## PASSAGE
When did we decide we all wanted to be branded again?

Back in January, before the Gucci show – which turned out to be the unexpected, unannounced and unofficial debut of the label’s now creative director Alessandro Michele – I asked a Gucci executive about the house’s stance on the double-G logoed canvas. Under Patrizio di Marco, Gucci had cut down on the logo-a-go-go stuff, slicing out those “entry level” products and focusing instead on leather. The CEO changed on 1 January, to Marco Bizzarri. And, the executive said, the logo stance had changed, too. Cut to a few days later, and Gucci’s first model emerged with a double-G belt spanning his skinny hips. A month later, there was a major assertion of Gucci’s literally signature canvas at its autumn/winter womenswear show.

Was this 2015, or 1995? When did we decide we all wanted to be branded again?

Maybe when the revolving door of designers began spinning ever-faster. It’s interesting that both Louis Vuitton and Gucci have recently changed creative heads – so perhaps they’re now using the logo to assert their allegiance to the brand, and to tether unexpected aesthetics to house values. That certainly seems the case with Michele: what easier way to ally his brand of “granny chic” with the sexed-up style of predecessor Frida Giannini? Ok, maybe easy is the wrong term, but the Gucci trademark certainly helps.

Ah, trademarks. Shall we talk about those? Because the logo is re-asserting itself at a time when copying is rife. Not counterfeiting, I mean, but apeing the design features of a garment without claiming it outright as the real deal. To the untutored eye, it can look identical, with only the logo missing.

That’s particularly pertinent to Louis Vuitton, which lost its court appeal to trademark its Damier checkerboard pattern in May. Come Kim Jones’ spring/summer 2016 menswear in June, the focus was on the monogram like never before. “Damier is the thing that’s more masculine here – even though I love the Monogram and it’s great to use,” Jones had told me a couple of years earlier. Fashion moves quickly, of course, so it’s natural he would change his mind. But the timing – off the back of that court ruling – is fascinating. I wonder if the Vuitton volte-face came from Jones’ creative instinct, or LVMH’s commercial nous?

Whichever, it raises a perennial question about the lure of the logo. What is it saying? For consumers, it’s about assertion. Assertion of wealth, sure. But also assertion of their own identity, via designer brands’ identities. And there’s no chance of misinterpretation: you’d never muddle up your LV with your GG. In a world of homogenised designer distinctions – and faster knock-offs – maybe the logo is the only true way of marking your turf? And making sure no-one else yanks it out from under your feet.

## WORK TASK 1
Reproduce the passage of the article on fashion logos starting with "Maybe when the" and going on through "trademark certainly helps.".

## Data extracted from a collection

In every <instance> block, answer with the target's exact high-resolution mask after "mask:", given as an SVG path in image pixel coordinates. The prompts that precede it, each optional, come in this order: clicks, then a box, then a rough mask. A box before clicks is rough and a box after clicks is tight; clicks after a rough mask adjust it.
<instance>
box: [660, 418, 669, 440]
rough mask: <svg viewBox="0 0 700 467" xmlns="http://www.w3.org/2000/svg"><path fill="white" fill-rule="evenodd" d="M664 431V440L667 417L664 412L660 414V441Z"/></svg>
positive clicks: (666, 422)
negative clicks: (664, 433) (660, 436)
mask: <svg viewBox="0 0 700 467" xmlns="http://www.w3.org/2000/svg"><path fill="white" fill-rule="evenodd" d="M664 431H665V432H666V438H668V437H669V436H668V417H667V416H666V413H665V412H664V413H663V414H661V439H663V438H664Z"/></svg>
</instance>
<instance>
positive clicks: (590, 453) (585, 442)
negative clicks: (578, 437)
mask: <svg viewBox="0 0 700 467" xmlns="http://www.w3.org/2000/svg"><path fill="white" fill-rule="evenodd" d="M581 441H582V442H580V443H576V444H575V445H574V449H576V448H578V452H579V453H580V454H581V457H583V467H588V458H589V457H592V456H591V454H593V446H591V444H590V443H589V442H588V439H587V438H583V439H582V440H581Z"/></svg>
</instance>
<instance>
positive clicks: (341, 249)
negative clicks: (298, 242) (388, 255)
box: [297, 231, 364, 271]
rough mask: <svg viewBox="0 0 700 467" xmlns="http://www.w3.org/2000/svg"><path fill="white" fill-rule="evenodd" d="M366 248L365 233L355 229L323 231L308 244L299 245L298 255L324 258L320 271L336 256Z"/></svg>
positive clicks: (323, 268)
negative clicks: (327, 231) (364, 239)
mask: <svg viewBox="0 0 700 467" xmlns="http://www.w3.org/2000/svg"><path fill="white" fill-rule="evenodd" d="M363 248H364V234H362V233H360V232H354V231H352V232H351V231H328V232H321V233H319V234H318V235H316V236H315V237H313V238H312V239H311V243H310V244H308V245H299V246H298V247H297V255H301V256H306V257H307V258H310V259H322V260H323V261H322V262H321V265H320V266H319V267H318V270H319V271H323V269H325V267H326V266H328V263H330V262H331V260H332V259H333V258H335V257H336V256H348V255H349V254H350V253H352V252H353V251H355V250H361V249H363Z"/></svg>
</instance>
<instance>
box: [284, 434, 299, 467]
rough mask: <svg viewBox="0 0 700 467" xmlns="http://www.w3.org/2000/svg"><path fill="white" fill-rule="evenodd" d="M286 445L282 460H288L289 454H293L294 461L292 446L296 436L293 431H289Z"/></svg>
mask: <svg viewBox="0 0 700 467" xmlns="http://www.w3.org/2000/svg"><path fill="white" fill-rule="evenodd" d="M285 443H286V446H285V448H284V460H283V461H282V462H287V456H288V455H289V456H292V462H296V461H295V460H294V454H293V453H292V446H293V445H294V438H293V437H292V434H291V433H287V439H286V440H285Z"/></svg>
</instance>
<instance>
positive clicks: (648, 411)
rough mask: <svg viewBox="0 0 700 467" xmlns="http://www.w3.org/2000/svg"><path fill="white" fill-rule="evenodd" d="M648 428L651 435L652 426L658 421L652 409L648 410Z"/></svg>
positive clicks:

## WORK TASK 2
In the records, substitute "initial mask" for "rough mask" in the lines starting with the line with "248L365 233L355 229L323" and going on through the line with "positive clicks: (323, 268)", leaving everything else unchanged. Return only those lines.

## WRITTEN REPLY 1
Maybe when the revolving door of designers began spinning ever-faster. It’s interesting that both Louis Vuitton and Gucci have recently changed creative heads – so perhaps they’re now using the logo to assert their allegiance to the brand, and to tether unexpected aesthetics to house values. That certainly seems the case with Michele: what easier way to ally his brand of “granny chic” with the sexed-up style of predecessor Frida Giannini? Ok, maybe easy is the wrong term, but the Gucci trademark certainly helps.

## WRITTEN REPLY 2
initial mask: <svg viewBox="0 0 700 467" xmlns="http://www.w3.org/2000/svg"><path fill="white" fill-rule="evenodd" d="M366 248L365 233L355 229L323 231L308 244L299 245L298 255L324 258L320 271L336 256Z"/></svg>
positive clicks: (323, 268)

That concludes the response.